PROBLEM DETAILS: Return the full listing character for character, without its pictures.

THE RECORDS:
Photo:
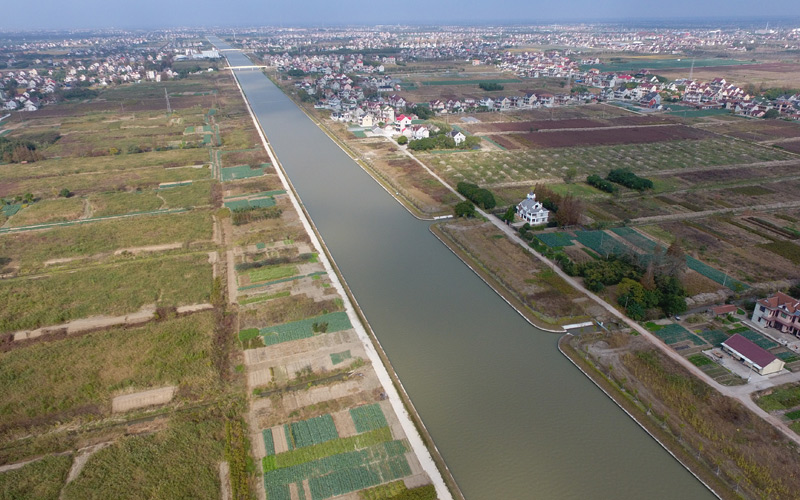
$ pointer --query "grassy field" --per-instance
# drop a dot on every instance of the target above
(195, 194)
(82, 374)
(114, 290)
(58, 210)
(30, 250)
(76, 165)
(178, 462)
(104, 204)
(40, 480)
(83, 184)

SOLUTION FOR THIS PROBLEM:
Photo:
$ pointer --query "grassy field" --per-instance
# drop a dot on every instance of the target above
(195, 194)
(82, 374)
(114, 290)
(58, 210)
(30, 250)
(76, 165)
(178, 462)
(104, 204)
(40, 480)
(83, 184)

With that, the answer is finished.